What to do:
Which lines of the data contain the string "below"? Show each of them.

Extracted data:

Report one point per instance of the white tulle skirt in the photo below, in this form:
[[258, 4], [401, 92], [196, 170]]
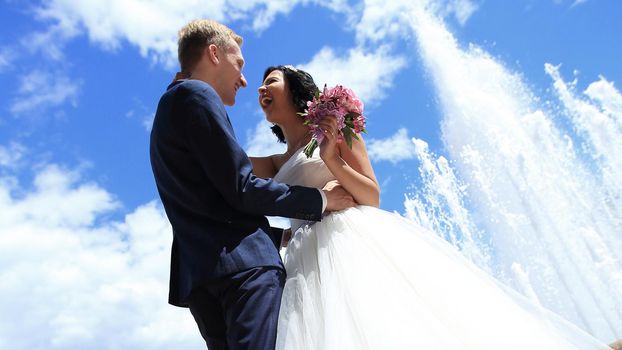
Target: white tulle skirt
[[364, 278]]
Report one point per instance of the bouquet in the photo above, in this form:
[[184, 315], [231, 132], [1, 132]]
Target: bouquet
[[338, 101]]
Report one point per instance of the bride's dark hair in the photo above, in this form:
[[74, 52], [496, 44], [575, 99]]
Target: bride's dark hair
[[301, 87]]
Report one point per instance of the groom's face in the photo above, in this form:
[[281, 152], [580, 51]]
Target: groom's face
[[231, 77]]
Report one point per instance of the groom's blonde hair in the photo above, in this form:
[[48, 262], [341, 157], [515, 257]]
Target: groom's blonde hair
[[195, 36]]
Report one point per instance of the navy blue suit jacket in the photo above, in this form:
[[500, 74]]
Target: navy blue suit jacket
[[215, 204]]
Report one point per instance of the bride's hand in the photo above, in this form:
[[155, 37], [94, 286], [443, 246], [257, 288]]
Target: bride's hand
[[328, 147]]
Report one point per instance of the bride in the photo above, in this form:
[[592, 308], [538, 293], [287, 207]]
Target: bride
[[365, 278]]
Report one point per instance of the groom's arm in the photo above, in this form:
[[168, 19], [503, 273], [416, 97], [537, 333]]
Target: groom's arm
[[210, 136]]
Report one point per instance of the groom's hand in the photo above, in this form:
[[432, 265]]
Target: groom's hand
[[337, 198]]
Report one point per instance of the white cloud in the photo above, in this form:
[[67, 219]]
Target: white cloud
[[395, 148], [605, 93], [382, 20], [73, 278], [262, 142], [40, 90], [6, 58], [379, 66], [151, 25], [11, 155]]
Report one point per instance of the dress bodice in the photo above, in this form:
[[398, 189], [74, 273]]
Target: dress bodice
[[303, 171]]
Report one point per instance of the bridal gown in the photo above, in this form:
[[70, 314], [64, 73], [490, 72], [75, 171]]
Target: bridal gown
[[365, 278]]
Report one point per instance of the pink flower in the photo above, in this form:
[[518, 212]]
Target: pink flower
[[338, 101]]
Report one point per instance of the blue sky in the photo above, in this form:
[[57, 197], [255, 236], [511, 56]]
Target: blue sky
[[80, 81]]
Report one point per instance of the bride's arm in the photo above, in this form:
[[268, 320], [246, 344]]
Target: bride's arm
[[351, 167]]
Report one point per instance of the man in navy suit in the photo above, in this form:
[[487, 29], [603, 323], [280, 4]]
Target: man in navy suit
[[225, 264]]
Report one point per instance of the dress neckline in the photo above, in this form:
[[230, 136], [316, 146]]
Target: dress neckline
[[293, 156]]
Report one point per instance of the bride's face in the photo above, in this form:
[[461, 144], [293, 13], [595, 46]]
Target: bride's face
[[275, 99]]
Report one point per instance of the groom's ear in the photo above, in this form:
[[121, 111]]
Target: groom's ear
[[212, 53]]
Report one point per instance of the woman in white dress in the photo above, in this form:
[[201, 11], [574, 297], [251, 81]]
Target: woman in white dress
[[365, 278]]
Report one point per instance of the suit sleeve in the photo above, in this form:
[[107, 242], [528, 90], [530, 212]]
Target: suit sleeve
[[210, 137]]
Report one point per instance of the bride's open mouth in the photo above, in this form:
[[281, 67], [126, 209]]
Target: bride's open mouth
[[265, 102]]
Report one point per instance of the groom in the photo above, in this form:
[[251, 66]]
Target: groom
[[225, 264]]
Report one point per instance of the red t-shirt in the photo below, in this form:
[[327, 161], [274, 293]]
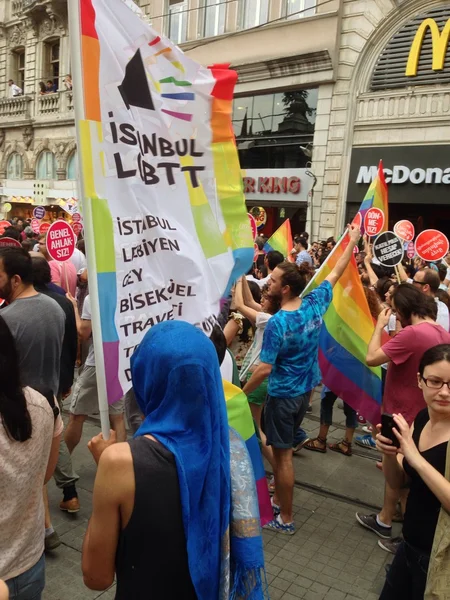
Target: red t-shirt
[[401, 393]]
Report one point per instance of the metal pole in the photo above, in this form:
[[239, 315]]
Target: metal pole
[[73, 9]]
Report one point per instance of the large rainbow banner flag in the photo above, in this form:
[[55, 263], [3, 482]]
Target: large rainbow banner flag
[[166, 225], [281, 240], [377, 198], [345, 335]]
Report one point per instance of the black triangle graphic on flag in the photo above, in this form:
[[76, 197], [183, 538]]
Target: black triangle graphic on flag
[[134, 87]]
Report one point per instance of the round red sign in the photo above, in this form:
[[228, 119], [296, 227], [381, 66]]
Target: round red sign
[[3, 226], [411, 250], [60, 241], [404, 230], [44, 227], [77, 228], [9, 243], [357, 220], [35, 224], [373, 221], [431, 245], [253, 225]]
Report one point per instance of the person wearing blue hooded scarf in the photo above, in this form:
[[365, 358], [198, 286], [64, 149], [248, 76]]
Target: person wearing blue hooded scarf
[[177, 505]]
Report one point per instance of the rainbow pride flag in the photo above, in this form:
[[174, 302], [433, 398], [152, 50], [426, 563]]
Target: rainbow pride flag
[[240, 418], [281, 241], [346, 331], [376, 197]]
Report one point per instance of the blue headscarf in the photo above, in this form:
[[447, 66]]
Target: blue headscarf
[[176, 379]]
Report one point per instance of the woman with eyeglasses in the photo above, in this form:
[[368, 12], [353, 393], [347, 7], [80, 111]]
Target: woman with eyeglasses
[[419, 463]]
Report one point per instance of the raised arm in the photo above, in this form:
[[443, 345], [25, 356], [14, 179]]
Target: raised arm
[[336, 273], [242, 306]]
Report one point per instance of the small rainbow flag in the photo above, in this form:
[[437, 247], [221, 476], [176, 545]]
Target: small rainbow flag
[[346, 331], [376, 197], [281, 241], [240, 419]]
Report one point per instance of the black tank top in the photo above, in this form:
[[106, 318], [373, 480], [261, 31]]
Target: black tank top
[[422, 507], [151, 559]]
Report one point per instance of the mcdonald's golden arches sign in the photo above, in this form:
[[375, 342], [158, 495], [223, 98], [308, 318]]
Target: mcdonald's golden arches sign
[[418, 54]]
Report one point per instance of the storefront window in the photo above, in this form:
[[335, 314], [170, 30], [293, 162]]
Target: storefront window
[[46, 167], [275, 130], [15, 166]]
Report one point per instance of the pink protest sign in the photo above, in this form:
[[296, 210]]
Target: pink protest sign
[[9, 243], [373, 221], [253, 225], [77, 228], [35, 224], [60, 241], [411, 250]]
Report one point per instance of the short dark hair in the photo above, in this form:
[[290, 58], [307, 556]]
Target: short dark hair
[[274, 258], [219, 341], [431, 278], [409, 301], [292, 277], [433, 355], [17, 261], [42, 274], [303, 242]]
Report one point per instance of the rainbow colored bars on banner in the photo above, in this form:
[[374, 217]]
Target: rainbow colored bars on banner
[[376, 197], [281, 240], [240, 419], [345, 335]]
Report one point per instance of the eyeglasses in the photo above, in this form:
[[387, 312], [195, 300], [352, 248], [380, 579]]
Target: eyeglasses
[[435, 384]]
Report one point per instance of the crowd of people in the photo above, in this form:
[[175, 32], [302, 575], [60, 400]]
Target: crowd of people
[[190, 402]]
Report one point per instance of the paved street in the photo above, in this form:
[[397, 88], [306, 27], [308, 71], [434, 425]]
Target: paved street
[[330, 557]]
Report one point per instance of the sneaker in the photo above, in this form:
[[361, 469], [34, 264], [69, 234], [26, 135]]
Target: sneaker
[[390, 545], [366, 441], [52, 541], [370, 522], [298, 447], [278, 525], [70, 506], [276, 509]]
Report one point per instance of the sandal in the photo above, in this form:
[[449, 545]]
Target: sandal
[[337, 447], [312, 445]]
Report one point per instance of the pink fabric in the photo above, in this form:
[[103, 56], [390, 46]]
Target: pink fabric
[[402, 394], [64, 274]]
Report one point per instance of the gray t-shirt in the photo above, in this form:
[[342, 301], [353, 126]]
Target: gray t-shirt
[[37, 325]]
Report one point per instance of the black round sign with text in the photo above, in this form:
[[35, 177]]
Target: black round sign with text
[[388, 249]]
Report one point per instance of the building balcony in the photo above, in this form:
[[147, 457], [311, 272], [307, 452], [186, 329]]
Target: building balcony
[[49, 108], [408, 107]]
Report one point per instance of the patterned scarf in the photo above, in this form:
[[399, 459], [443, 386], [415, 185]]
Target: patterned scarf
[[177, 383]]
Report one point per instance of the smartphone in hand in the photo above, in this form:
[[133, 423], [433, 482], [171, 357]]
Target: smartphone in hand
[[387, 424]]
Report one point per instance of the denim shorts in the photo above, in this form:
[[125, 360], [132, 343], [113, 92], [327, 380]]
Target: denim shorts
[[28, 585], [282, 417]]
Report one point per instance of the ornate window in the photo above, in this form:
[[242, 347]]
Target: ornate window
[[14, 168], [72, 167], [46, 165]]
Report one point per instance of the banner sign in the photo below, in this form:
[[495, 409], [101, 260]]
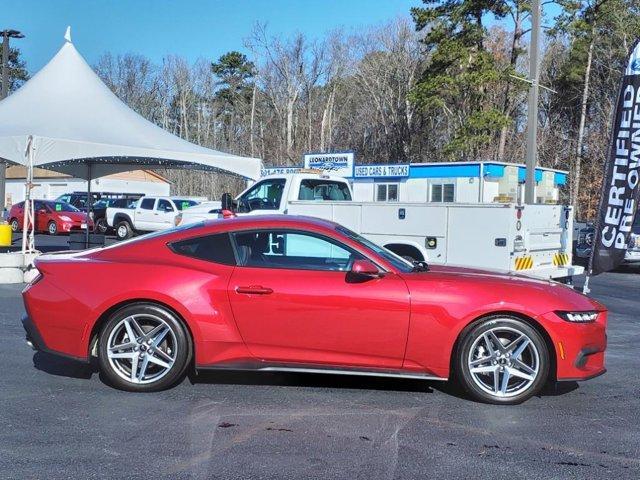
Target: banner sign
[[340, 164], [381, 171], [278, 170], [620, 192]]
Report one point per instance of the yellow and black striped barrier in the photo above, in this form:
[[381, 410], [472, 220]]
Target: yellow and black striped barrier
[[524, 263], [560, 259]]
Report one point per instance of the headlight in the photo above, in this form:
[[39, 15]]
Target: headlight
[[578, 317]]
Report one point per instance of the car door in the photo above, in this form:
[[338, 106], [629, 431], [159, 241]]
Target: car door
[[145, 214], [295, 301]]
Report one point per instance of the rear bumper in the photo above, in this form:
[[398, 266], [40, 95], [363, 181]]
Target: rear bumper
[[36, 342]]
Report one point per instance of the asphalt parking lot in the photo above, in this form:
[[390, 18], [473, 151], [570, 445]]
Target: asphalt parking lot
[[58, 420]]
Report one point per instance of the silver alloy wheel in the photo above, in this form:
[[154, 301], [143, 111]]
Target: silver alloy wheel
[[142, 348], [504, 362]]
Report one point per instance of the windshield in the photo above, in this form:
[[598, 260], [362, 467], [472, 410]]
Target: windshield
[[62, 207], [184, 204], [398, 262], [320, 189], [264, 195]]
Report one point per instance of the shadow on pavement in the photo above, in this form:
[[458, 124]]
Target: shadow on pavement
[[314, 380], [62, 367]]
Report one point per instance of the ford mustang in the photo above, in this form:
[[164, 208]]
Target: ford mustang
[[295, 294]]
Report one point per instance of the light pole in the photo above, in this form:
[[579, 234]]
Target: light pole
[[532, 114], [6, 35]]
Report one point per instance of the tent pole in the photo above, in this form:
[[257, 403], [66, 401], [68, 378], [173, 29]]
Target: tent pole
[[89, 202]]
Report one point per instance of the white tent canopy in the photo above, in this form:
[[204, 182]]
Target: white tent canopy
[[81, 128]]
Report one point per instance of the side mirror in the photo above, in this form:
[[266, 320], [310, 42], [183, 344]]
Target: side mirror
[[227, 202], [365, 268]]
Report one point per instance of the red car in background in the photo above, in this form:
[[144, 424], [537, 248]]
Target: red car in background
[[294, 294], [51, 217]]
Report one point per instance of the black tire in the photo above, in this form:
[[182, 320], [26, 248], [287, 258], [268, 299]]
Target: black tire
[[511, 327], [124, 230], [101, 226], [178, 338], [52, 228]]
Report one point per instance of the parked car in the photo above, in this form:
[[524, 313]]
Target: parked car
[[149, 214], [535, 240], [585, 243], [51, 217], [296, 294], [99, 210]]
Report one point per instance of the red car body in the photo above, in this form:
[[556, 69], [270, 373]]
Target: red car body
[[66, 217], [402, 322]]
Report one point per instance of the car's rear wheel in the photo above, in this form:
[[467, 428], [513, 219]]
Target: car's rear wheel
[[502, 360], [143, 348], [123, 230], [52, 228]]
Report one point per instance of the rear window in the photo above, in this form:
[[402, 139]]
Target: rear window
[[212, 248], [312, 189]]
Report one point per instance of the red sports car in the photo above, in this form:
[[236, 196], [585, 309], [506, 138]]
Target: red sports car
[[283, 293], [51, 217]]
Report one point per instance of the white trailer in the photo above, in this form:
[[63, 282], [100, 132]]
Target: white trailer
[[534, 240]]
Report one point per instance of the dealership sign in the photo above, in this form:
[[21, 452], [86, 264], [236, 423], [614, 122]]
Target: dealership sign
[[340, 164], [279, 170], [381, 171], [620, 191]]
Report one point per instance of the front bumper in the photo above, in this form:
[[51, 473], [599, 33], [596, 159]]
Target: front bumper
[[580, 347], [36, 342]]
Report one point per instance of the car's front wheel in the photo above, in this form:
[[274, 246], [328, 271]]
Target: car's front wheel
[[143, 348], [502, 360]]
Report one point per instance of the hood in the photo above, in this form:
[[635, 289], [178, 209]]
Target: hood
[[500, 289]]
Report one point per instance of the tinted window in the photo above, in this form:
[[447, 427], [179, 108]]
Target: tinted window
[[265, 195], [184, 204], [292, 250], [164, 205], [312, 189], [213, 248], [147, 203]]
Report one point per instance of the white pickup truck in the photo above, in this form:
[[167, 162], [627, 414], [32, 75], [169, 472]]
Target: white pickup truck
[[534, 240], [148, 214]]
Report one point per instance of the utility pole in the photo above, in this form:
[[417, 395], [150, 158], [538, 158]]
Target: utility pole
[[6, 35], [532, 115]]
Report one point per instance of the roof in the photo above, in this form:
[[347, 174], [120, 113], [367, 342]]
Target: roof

Answer to this task:
Report one point per instance of the white tulle skirt in the photo below, in this form:
Report one point per instance of the red t-shirt in the photo below, in this form:
Report one point per instance of the banner sign in the photo below, in this form:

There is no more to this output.